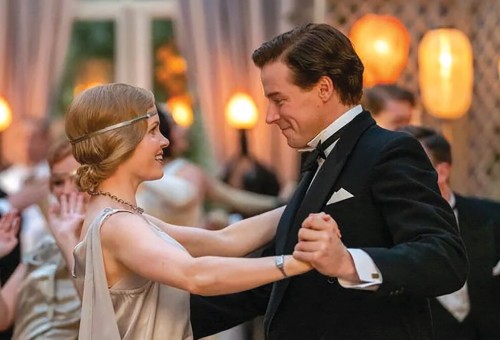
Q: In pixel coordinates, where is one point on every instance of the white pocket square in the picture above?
(496, 269)
(339, 195)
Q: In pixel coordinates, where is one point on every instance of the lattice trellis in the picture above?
(476, 137)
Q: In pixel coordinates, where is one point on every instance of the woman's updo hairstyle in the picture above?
(95, 109)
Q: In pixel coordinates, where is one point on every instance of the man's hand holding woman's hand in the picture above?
(320, 244)
(9, 227)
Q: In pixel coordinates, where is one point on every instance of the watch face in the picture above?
(279, 261)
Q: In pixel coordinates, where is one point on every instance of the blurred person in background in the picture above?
(390, 105)
(473, 312)
(42, 300)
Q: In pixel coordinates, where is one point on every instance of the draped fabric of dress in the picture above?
(135, 307)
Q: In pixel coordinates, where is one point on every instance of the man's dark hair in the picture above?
(375, 98)
(434, 142)
(315, 50)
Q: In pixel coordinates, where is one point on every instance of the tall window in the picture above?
(130, 41)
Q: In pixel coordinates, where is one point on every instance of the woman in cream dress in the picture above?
(134, 271)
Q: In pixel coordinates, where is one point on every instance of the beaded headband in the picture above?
(112, 127)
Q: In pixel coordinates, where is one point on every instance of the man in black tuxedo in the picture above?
(473, 312)
(399, 243)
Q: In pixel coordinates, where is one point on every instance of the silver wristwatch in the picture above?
(279, 261)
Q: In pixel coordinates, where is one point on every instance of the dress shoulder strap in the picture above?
(98, 321)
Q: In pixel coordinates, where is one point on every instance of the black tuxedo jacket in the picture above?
(396, 215)
(479, 223)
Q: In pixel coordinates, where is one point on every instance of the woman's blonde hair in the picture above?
(95, 109)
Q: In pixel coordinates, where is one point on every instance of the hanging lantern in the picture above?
(241, 112)
(383, 43)
(5, 114)
(181, 110)
(446, 73)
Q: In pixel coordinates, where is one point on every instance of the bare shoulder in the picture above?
(122, 226)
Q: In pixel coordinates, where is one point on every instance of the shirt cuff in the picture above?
(368, 272)
(5, 206)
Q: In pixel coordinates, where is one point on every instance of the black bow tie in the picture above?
(311, 163)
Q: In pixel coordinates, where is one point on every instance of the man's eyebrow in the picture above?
(272, 94)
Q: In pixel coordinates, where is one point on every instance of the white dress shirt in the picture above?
(457, 303)
(366, 269)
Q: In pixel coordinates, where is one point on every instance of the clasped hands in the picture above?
(320, 245)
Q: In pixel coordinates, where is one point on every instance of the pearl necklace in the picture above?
(134, 207)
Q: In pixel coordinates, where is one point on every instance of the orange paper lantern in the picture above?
(181, 110)
(241, 112)
(446, 73)
(382, 42)
(5, 114)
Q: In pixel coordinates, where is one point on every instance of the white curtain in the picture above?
(217, 37)
(34, 36)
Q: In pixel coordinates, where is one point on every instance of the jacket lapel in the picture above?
(313, 201)
(324, 182)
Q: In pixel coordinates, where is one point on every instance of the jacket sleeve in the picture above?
(428, 257)
(214, 314)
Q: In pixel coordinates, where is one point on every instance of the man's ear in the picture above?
(443, 170)
(325, 88)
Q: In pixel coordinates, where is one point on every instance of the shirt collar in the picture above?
(339, 123)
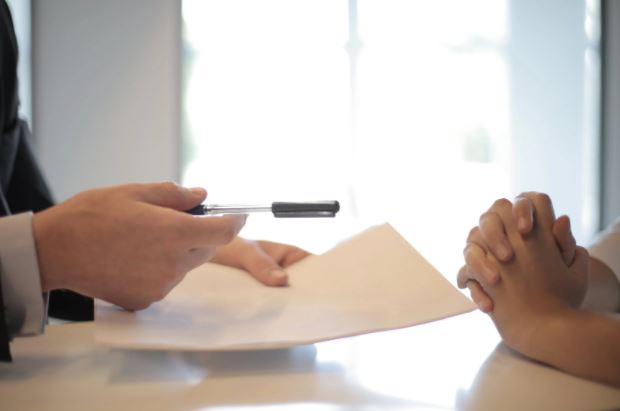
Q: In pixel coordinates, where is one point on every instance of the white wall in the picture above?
(611, 116)
(106, 91)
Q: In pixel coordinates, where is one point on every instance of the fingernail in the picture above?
(503, 252)
(198, 191)
(278, 274)
(490, 274)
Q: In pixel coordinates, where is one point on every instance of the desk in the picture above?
(456, 363)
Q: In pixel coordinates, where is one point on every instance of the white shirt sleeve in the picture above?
(25, 305)
(607, 247)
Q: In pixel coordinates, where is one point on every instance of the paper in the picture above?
(374, 281)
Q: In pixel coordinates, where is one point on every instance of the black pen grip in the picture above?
(308, 209)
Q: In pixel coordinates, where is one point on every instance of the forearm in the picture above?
(603, 292)
(580, 342)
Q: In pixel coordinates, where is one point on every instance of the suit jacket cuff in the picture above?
(25, 304)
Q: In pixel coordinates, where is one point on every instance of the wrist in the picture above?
(44, 248)
(544, 331)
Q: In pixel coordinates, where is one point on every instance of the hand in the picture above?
(263, 259)
(535, 286)
(490, 237)
(130, 244)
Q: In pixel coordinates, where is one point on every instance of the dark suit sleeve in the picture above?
(5, 352)
(27, 191)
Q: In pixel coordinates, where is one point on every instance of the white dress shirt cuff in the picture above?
(24, 303)
(607, 248)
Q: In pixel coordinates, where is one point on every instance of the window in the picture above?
(419, 113)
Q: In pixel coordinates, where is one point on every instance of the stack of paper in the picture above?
(372, 282)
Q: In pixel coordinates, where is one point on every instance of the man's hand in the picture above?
(263, 259)
(489, 238)
(536, 287)
(130, 244)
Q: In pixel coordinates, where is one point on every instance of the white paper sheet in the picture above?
(374, 281)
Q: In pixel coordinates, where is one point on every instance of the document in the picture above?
(374, 281)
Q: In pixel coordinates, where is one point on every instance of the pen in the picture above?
(279, 209)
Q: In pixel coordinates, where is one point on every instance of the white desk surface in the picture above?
(450, 364)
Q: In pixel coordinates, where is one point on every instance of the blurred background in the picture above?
(415, 112)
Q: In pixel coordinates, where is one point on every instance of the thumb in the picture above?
(564, 238)
(580, 268)
(171, 195)
(264, 268)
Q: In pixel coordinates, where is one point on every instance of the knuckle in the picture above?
(473, 233)
(501, 204)
(543, 199)
(169, 186)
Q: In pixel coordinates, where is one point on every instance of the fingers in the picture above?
(285, 255)
(264, 268)
(482, 300)
(466, 279)
(564, 237)
(581, 269)
(493, 231)
(205, 231)
(169, 195)
(477, 262)
(545, 214)
(523, 213)
(197, 257)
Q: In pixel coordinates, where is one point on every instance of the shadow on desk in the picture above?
(507, 380)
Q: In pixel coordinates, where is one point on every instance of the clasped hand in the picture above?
(522, 264)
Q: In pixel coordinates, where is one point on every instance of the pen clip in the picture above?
(308, 209)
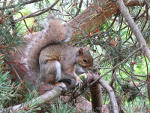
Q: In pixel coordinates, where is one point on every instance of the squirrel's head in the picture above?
(84, 60)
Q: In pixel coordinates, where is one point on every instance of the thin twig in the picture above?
(24, 3)
(125, 60)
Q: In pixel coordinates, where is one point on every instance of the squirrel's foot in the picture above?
(62, 85)
(79, 82)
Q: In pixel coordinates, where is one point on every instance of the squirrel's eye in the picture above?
(84, 60)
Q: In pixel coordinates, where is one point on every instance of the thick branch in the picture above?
(37, 12)
(48, 96)
(93, 18)
(134, 28)
(111, 94)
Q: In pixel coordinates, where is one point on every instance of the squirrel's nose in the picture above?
(91, 68)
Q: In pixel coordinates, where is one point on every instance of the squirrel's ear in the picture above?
(80, 51)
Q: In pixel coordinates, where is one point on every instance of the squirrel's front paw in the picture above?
(79, 82)
(62, 85)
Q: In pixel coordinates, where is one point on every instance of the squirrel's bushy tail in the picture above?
(54, 32)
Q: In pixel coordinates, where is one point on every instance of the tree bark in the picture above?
(124, 11)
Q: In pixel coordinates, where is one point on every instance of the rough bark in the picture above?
(125, 12)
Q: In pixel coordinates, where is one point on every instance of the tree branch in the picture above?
(124, 11)
(24, 3)
(37, 13)
(48, 96)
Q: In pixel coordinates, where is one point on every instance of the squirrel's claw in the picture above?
(79, 82)
(62, 85)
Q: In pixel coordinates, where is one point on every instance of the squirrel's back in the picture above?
(55, 32)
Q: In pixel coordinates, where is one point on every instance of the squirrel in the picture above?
(51, 59)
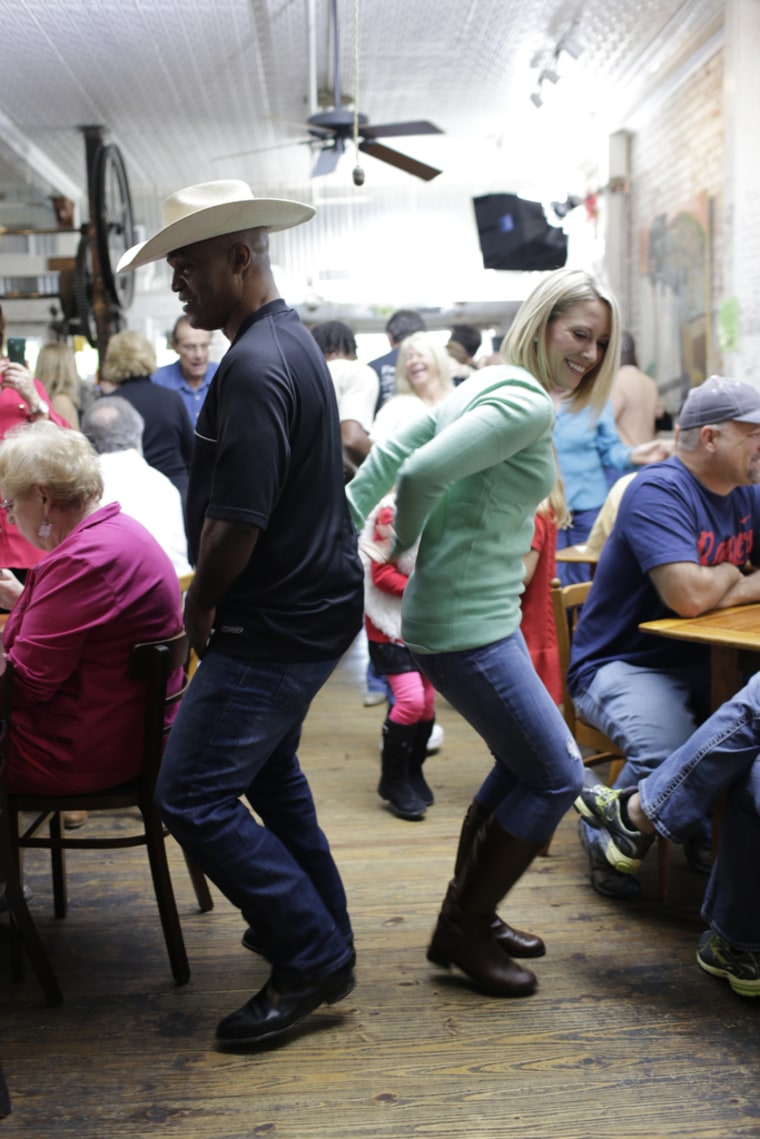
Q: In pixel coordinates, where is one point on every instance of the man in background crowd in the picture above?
(191, 373)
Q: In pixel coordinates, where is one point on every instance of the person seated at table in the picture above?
(722, 756)
(101, 586)
(168, 434)
(114, 428)
(685, 530)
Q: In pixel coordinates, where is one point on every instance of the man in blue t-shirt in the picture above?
(685, 532)
(190, 375)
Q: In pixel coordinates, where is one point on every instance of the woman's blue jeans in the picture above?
(538, 770)
(720, 756)
(236, 735)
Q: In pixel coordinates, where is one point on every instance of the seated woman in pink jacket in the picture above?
(103, 584)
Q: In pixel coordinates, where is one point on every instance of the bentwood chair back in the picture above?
(566, 601)
(595, 745)
(154, 663)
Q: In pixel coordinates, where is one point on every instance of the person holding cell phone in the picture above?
(23, 400)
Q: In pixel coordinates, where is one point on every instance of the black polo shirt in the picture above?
(268, 452)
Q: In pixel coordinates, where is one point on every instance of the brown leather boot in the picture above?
(463, 935)
(515, 942)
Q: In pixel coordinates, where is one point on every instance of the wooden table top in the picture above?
(577, 554)
(737, 627)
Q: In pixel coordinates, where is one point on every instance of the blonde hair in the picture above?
(433, 353)
(525, 341)
(128, 354)
(58, 459)
(56, 369)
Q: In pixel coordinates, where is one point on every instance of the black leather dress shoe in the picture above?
(251, 942)
(280, 1005)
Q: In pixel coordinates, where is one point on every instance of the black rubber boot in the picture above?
(515, 942)
(395, 785)
(417, 758)
(463, 935)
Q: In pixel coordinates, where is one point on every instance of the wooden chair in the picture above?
(596, 747)
(24, 934)
(191, 657)
(153, 663)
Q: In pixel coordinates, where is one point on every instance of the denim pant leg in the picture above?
(538, 770)
(730, 901)
(646, 712)
(720, 756)
(230, 727)
(285, 805)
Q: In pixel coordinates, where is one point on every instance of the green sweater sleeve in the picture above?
(378, 472)
(491, 431)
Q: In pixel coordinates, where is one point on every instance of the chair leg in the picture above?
(58, 866)
(162, 885)
(5, 1098)
(201, 886)
(663, 867)
(25, 931)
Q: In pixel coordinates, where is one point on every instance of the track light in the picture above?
(571, 46)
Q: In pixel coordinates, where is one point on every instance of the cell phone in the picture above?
(17, 349)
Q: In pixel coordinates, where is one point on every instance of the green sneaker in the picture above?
(623, 847)
(741, 967)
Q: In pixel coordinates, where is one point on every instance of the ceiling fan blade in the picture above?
(402, 161)
(327, 161)
(390, 130)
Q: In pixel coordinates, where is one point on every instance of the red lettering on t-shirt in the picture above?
(735, 549)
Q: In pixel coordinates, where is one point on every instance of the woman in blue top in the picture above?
(588, 447)
(470, 475)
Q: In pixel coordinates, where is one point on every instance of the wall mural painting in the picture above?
(675, 343)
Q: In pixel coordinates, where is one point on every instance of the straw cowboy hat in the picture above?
(207, 210)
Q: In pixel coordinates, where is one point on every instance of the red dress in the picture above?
(537, 625)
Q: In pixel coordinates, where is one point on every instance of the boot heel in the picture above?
(435, 956)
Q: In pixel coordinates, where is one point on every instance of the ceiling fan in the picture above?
(337, 126)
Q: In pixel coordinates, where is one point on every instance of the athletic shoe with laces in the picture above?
(741, 967)
(622, 846)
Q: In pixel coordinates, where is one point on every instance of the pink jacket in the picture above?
(76, 721)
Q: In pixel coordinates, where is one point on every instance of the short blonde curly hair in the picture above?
(128, 354)
(433, 353)
(60, 460)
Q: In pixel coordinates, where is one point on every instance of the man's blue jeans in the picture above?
(236, 735)
(647, 712)
(538, 770)
(720, 756)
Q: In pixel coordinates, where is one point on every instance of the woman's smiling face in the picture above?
(575, 342)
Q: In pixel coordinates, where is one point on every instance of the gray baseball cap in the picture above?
(719, 399)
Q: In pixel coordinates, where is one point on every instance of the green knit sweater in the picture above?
(468, 477)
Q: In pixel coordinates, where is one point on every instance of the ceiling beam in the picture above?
(27, 158)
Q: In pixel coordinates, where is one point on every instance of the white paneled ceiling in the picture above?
(193, 90)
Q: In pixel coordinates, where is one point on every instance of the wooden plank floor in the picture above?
(624, 1037)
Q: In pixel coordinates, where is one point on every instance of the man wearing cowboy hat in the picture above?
(276, 599)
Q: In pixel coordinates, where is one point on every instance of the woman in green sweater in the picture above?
(468, 478)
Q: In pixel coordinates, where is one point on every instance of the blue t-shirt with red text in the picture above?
(665, 516)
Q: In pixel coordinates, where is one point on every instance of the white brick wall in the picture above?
(677, 169)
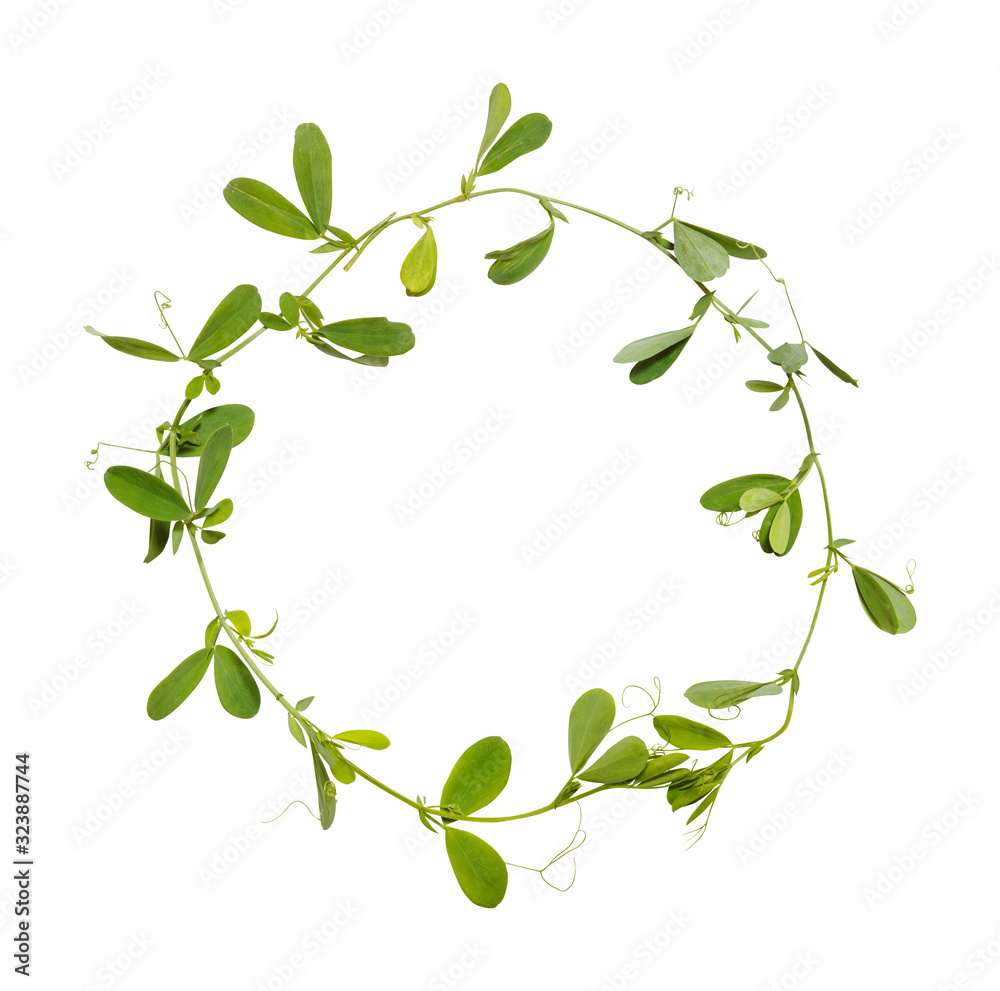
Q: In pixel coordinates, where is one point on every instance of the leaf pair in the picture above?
(235, 684)
(884, 603)
(267, 208)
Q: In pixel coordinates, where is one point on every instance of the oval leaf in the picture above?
(229, 321)
(590, 719)
(524, 135)
(479, 869)
(620, 762)
(686, 734)
(314, 173)
(478, 776)
(237, 687)
(266, 207)
(178, 685)
(370, 335)
(214, 458)
(145, 494)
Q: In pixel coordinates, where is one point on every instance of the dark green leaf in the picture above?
(590, 719)
(237, 687)
(701, 258)
(145, 494)
(178, 685)
(685, 734)
(622, 761)
(496, 117)
(266, 207)
(839, 372)
(479, 869)
(652, 368)
(733, 246)
(312, 162)
(518, 261)
(524, 135)
(647, 347)
(133, 346)
(214, 458)
(791, 357)
(478, 776)
(229, 321)
(370, 335)
(723, 694)
(204, 424)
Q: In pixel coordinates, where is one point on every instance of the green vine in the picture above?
(179, 507)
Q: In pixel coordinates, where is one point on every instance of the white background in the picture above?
(857, 144)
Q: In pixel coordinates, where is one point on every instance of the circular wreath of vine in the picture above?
(178, 507)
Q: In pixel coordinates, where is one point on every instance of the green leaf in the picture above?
(133, 346)
(650, 369)
(758, 498)
(289, 307)
(419, 267)
(325, 788)
(214, 458)
(734, 247)
(312, 162)
(518, 261)
(725, 497)
(478, 776)
(590, 719)
(724, 694)
(647, 347)
(178, 685)
(622, 761)
(791, 357)
(229, 321)
(884, 602)
(496, 117)
(685, 734)
(370, 335)
(364, 738)
(204, 424)
(479, 869)
(237, 687)
(266, 207)
(838, 371)
(780, 530)
(524, 135)
(159, 536)
(145, 494)
(701, 258)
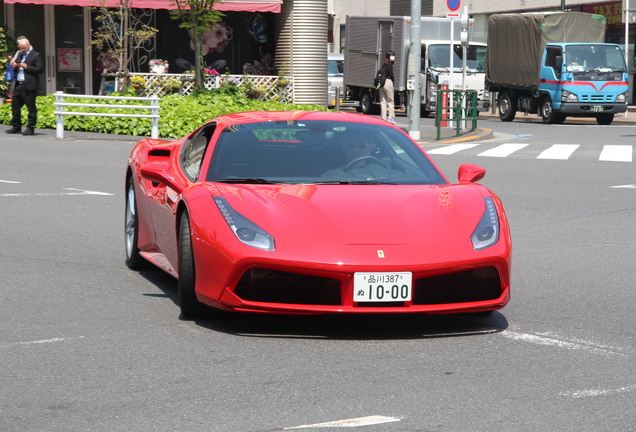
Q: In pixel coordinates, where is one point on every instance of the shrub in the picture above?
(180, 115)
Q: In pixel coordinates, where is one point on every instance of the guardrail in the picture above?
(60, 110)
(263, 87)
(454, 108)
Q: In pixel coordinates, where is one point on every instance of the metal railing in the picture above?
(263, 87)
(454, 109)
(60, 111)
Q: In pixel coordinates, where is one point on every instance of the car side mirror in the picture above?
(159, 172)
(469, 173)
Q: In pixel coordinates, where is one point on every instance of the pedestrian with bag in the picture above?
(387, 104)
(27, 65)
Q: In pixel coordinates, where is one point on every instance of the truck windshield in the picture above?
(439, 58)
(594, 58)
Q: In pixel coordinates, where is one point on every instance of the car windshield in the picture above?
(594, 58)
(439, 58)
(319, 152)
(335, 68)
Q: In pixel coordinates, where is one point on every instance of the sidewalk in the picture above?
(428, 133)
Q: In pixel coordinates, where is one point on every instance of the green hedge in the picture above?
(180, 115)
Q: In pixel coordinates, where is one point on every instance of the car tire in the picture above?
(547, 112)
(190, 307)
(507, 107)
(605, 119)
(134, 261)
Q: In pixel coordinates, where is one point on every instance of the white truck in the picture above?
(369, 38)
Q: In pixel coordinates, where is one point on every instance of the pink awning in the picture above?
(226, 5)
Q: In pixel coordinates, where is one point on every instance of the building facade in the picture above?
(255, 37)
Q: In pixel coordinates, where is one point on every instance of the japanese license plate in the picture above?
(382, 287)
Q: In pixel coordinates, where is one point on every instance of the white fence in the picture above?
(264, 87)
(60, 111)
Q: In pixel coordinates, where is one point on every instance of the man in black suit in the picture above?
(27, 65)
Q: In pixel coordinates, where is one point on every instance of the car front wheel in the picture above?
(190, 307)
(131, 230)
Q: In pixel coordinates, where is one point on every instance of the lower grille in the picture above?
(272, 286)
(467, 286)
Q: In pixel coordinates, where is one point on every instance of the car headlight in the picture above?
(245, 230)
(621, 98)
(566, 96)
(487, 232)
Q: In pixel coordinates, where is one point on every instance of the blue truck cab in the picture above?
(582, 80)
(556, 65)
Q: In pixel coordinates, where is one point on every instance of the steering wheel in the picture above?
(361, 158)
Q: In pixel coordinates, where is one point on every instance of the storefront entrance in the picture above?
(59, 33)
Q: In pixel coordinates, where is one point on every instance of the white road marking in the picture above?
(355, 422)
(38, 342)
(616, 153)
(73, 192)
(598, 392)
(549, 339)
(559, 151)
(503, 150)
(451, 149)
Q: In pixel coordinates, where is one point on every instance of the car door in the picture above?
(165, 205)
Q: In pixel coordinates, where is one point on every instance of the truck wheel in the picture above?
(507, 107)
(605, 119)
(547, 112)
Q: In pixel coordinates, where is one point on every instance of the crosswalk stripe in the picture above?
(451, 149)
(616, 153)
(559, 151)
(503, 150)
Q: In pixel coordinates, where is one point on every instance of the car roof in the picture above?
(265, 116)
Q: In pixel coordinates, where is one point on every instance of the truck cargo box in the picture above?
(516, 42)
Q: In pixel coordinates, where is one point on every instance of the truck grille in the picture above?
(595, 98)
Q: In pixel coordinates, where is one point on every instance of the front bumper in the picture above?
(587, 109)
(266, 290)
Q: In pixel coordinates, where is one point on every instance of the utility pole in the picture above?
(414, 77)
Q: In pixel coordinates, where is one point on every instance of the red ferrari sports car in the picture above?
(314, 212)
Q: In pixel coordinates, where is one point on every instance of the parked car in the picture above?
(335, 72)
(314, 212)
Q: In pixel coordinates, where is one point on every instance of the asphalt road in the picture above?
(88, 345)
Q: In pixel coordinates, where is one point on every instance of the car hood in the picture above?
(337, 216)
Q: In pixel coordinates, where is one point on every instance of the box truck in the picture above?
(369, 38)
(555, 65)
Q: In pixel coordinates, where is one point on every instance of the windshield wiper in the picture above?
(248, 180)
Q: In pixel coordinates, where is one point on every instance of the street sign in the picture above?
(453, 5)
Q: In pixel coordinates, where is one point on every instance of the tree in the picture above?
(120, 33)
(197, 16)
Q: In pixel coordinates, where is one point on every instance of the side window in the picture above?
(193, 151)
(551, 57)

===

#### [Exercise directions]
Print the line that contains "door in the picture above?" and each line after it up to the end of the listing, exactly as written.

#### [Result for this exercise]
Q: In pixel coordinates, where is one point on every instance of the car door in the picture above?
(165, 205)
Q: In pixel coordinates, where is one point on every instance of the truck wheel in the picture above?
(507, 107)
(605, 119)
(547, 112)
Q: In pixel coordinates, where is one point on every instance of the crosswalk stripe in the picture above?
(451, 149)
(616, 153)
(559, 151)
(503, 150)
Q: In pixel coordinates, where is one point on every instance of the car roof in the picture above?
(265, 116)
Q: In pixel coordinates, where is one point on every instance of the truck cargo box in the picture above?
(516, 42)
Q: In pixel coordinates, where is one point on every instance of the truck grille in the picture above?
(595, 98)
Q: In pixel coordinates, where is one point on every instance of the front bumper in the picture above?
(587, 109)
(266, 290)
Q: In pixel coordinates, where is one point on every instance of the utility pole in the picture above?
(414, 77)
Q: In pixel coordinates, where is one point on every instance of the red ferrari sports car in the picture above?
(314, 212)
Q: In pixel coordinates, where is one point on every instance of the parked car in the picture above?
(335, 72)
(314, 212)
Q: In pixel coordinates, where is one point on every instance of the asphalt road in the picture above?
(88, 345)
Q: In pixel coordinates, where is one point on every instance of the car hood in the picture above?
(337, 216)
Q: In pixel coordinates, where is one point on every instance of the box truck in the picture above?
(369, 38)
(555, 65)
Q: In pixel coordinates, where is one point on every instance of the windshield wiper in the picture above?
(248, 180)
Q: In pixel coordinates, where is one point on every instance of the street sign in the picture above?
(453, 5)
Q: In pixel coordinates, where is one point on every instance of the tree in the picture above?
(120, 33)
(197, 16)
Q: In pixel coordinates, where is one point on every instance of the side window in the picture above?
(193, 151)
(551, 57)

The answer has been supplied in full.